These visual clues hint at the dilemmas social workers in this service face every day.
On behalf of the state, they have the power to make life-changing decisions – whether it’s to assess someone as lacking capacity to make decisions about their lives, or in recommending a care plan that restricts someone’s liberty. But this power must not be misused. Every action must be in a person’s best interests and the least restrictive intervention possible.
It’s a tricky balancing act. To support staff, Mitchell’s introduced Mental Capacity Act clinics that offer a space to discuss anxieties around cases, and a risk enablement panel where professionals and people using services can discuss positive risk-taking opportunities.
Both projects recognise the tight judgement calls social workers make – but it’s a case that arrives late this afternoon that really highlights just how hard it can be.
“Have you got a minute?” Burgess asks Mitchell. A call’s come in from a social worker and an urgent case conference takes place around a potential deprivation of liberty.
The dilemma of the ethical decision making is weighing heavily on Burgess and he is looking to Mitchell for advice and support as his PSW.
“Ian’s going to have a real dilemma with that one,” Mitchell says, away from the office floor.
“If that set of circumstances actually results this afternoon in having to use the state machinery to put somebody in hospital, somebody who just gone home because they want to be at home. That’s the kind of case in adult care you go home thinking about.

**RECORDS SHOWN:**
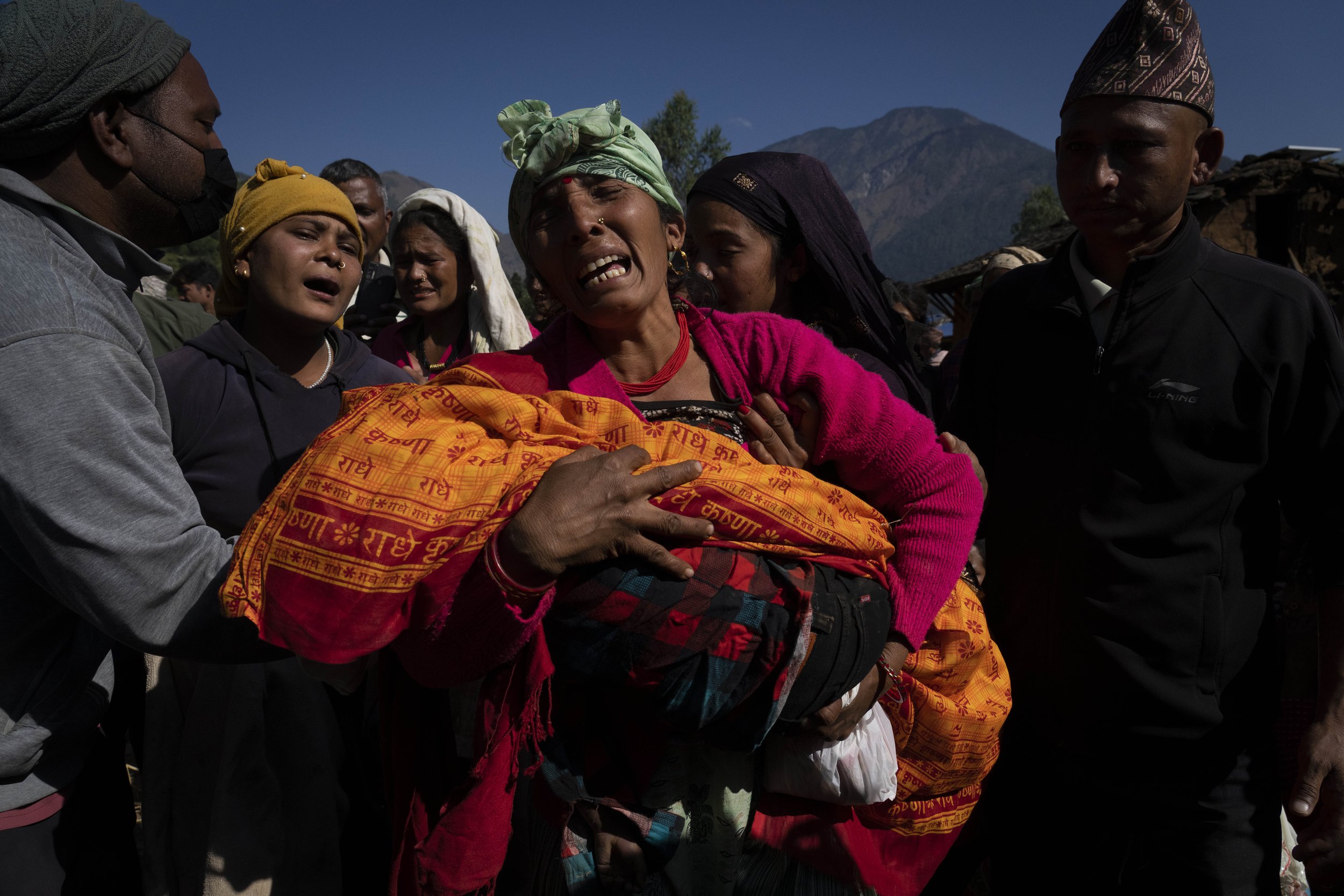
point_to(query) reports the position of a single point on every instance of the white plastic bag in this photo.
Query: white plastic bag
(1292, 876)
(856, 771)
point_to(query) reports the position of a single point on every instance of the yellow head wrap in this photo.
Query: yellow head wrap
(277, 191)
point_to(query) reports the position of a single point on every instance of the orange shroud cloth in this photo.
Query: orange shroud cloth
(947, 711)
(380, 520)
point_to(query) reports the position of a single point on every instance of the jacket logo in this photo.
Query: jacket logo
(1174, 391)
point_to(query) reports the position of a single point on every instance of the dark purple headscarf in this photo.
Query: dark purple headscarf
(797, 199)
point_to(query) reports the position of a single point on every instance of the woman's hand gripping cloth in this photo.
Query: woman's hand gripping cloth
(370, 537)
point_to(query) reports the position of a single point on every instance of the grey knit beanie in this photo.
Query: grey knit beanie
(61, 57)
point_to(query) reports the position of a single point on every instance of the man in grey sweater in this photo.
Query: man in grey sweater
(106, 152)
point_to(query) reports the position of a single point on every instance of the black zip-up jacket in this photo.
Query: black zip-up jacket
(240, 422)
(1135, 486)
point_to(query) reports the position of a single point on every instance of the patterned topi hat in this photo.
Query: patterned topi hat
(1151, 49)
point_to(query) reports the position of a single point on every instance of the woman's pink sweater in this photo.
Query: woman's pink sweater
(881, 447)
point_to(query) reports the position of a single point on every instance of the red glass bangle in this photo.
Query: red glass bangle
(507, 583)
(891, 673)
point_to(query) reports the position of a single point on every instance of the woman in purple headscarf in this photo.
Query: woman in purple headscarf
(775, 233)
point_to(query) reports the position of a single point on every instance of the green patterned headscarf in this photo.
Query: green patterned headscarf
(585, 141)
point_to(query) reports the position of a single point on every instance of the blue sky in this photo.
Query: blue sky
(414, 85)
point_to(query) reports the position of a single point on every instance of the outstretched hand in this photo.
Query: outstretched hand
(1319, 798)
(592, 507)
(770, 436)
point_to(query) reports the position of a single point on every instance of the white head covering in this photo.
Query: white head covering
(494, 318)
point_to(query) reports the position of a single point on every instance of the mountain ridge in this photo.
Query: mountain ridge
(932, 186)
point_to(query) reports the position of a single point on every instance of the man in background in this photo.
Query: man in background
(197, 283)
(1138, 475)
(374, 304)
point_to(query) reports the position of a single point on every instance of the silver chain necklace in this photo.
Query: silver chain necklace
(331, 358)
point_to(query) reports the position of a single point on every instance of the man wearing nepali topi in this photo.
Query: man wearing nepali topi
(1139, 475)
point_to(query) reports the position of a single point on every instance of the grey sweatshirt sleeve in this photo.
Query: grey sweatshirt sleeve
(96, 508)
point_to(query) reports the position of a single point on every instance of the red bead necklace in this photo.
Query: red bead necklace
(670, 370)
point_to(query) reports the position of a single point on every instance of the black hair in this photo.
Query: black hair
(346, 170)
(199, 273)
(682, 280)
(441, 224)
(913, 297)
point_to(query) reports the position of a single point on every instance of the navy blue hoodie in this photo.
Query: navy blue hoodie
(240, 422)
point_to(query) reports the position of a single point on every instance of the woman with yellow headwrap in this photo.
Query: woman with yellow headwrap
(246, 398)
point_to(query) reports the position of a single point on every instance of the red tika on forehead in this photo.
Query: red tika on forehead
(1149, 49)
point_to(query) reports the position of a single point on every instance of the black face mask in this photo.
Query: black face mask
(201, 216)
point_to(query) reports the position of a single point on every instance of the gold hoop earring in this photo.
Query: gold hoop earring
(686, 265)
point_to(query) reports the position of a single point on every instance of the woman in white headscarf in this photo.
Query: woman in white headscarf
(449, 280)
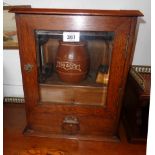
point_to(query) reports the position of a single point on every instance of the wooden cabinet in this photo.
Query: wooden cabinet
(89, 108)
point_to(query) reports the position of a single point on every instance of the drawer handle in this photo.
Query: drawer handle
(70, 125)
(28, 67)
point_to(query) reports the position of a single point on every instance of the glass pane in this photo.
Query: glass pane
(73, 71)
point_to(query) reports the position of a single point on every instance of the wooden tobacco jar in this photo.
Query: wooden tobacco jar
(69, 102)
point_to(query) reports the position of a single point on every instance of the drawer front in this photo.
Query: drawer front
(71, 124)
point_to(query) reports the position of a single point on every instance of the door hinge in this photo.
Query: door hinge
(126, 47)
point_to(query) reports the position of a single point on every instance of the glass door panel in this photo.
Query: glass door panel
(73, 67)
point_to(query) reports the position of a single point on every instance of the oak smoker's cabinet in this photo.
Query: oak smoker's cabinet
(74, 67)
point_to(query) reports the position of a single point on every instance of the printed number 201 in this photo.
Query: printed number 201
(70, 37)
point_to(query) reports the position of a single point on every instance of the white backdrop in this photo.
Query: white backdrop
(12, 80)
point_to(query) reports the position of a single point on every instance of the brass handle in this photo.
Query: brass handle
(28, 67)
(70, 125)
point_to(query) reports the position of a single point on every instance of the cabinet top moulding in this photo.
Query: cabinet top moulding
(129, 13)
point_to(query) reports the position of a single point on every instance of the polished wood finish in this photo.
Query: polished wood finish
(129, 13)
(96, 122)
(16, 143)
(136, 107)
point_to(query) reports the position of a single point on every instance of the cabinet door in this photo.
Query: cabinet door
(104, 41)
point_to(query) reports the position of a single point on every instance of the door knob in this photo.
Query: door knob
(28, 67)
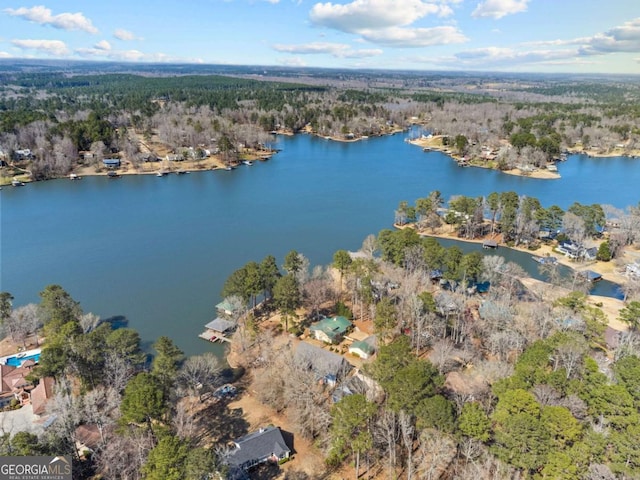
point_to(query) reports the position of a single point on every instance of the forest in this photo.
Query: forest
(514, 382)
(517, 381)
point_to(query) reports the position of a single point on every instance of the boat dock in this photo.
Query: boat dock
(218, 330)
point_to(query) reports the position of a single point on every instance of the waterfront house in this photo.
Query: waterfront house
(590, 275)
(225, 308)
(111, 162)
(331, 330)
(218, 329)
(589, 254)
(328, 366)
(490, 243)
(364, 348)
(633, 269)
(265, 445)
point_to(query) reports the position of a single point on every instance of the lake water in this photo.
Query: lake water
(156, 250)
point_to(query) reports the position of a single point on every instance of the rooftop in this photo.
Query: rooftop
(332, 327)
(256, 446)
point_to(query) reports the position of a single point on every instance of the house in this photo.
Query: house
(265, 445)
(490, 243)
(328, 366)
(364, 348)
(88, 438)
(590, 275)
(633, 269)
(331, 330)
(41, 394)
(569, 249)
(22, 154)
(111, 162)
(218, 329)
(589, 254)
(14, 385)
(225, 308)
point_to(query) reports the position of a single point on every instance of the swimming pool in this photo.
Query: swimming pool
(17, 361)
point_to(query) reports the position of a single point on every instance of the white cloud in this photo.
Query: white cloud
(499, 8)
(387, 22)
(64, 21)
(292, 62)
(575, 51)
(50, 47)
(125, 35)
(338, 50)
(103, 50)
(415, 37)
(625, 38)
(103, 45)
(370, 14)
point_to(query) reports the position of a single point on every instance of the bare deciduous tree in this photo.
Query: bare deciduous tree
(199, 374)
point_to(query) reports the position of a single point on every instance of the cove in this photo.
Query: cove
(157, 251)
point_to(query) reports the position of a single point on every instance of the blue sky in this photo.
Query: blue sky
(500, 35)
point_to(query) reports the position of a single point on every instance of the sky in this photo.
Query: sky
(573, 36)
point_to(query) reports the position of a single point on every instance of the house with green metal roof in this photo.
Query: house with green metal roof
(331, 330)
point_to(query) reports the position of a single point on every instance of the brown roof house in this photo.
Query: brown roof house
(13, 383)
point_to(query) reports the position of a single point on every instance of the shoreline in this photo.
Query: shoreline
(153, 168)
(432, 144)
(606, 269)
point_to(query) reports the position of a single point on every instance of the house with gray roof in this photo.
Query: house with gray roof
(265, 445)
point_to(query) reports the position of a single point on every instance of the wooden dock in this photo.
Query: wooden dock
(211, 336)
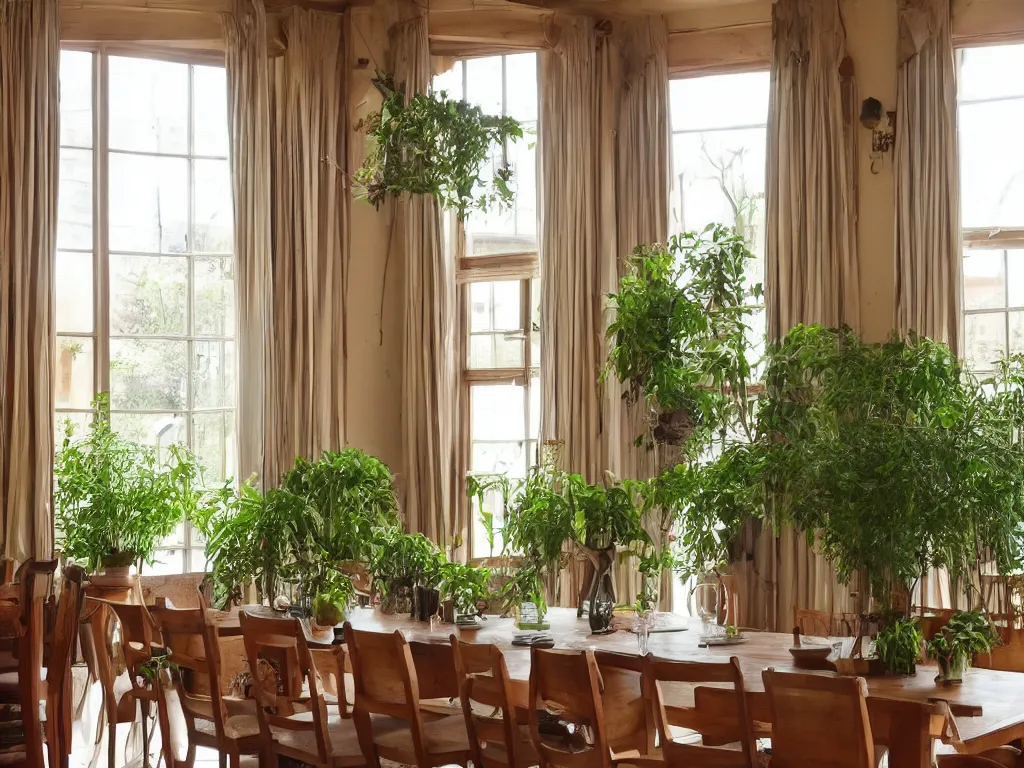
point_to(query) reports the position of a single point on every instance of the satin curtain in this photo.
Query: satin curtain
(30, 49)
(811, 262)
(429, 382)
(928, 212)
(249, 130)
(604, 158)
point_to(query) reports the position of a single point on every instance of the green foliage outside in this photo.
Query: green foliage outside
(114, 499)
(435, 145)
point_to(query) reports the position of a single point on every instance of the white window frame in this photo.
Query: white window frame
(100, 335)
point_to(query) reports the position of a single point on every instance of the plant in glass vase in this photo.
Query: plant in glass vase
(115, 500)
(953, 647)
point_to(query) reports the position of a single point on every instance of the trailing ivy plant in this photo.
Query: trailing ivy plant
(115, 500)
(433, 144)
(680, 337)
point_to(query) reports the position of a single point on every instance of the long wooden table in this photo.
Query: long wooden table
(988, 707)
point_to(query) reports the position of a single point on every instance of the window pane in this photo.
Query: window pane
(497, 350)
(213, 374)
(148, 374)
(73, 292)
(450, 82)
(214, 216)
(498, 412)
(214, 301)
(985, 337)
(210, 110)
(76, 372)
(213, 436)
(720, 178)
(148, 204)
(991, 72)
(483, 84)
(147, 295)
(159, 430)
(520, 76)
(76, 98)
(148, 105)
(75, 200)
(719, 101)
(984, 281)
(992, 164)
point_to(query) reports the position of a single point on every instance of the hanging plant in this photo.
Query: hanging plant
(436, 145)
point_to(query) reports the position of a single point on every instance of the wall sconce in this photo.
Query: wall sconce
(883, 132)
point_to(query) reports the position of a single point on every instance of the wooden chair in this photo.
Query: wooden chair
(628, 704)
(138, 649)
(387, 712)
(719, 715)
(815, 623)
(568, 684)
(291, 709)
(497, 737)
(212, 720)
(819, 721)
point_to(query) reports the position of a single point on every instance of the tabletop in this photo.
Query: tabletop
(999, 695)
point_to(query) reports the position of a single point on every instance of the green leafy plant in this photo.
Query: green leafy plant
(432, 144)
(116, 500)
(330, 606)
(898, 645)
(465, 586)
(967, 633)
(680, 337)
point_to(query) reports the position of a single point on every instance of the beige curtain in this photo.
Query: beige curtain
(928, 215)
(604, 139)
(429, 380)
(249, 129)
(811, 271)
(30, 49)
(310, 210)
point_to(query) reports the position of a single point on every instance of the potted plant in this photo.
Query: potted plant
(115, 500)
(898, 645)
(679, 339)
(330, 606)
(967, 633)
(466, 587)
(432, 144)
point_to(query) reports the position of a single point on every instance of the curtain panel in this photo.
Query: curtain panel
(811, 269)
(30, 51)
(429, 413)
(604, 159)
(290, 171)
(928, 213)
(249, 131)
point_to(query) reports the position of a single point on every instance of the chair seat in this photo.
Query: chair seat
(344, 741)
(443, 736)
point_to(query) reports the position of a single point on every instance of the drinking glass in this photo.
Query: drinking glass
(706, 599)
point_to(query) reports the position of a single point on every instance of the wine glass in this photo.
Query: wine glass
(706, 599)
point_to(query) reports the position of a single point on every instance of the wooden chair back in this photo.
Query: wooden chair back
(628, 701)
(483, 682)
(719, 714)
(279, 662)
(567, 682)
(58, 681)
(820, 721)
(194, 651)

**WHAT TO WORK ON:**
- A) Please copy the part of the social work passage that opens with the words containing "These visual clues" and closes with "restrictive intervention possible.".
- B) Carry on the social work passage from its final sentence.
The entries come from a different source than the social work passage.

**TASK-BY-TASK OUTPUTS:**
- A)
These visual clues hint at the dilemmas social workers in this service face every day.
On behalf of the state, they have the power to make life-changing decisions – whether it’s to assess someone as lacking capacity to make decisions about their lives, or in recommending a care plan that restricts someone’s liberty. But this power must not be misused. Every action must be in a person’s best interests and the least restrictive intervention possible.

- B)
“Those are the ones that have a profound impact on us.”
The case jogs Mitchell’s memory back to his days an approved social worker and those big questions about social work. He remembers working as a shop steward for Unison at the time, representing social workers’ rights. That’s still important to him, but it’s not his motivation.
“I’m at the stage now where I’m really passionate about social work and working alongside some really inspirational social workers across our Calderdale teams, but I’m not in social work for social workers.
“My motivating factor is actually, how can we do our role better for the people we serve?”
‘Social work legacy’
The people Calderdale’s social workers serve will play a key role in Mitchell’s latest project. With the council’s backing, he’s setting up a mutually-led social work practice in an old shopfront in Halifax’s marketplace.
The service, which will be piloted for a year, will be overseen by an advisory group of service users and a management board. It will be staffed by 12 social workers and a team of volunteer peer mentors with experience of using services. The aim is to get social workers more accessible to their communities and working more preventatively.
It’s a building site at the moment and a flicker of disappointment crosses Mitchell’s face as he’s told about the latest discovery – a big patch of dry rot in one of the upstairs rooms. But this is soon replaced with his usual (and infectious) enthusiasm, as he talks about the project and what he hopes it might bring to the future of social work delivery in Calderdale.
“If we can get a group of people who use services managing it and begin to manage some kind of social work approaches, the potential that gives us in terms of good outcomes, in terms of that preventative agenda, is huge. It’s absolutely worth a pilot.”
Yet Mitchell adds that he’s not trying to convince social workers to be accountable to people, or that signing up to the mutual instead of a local authority is the right thing to do.
“What I try to do in this building is surround ourselves with social workers who honestly believe it anyway. We’ve changed the way we think about social work, we are genuinely person-centred in our approach, that wall of unwise decisions – it typifies what we’re about.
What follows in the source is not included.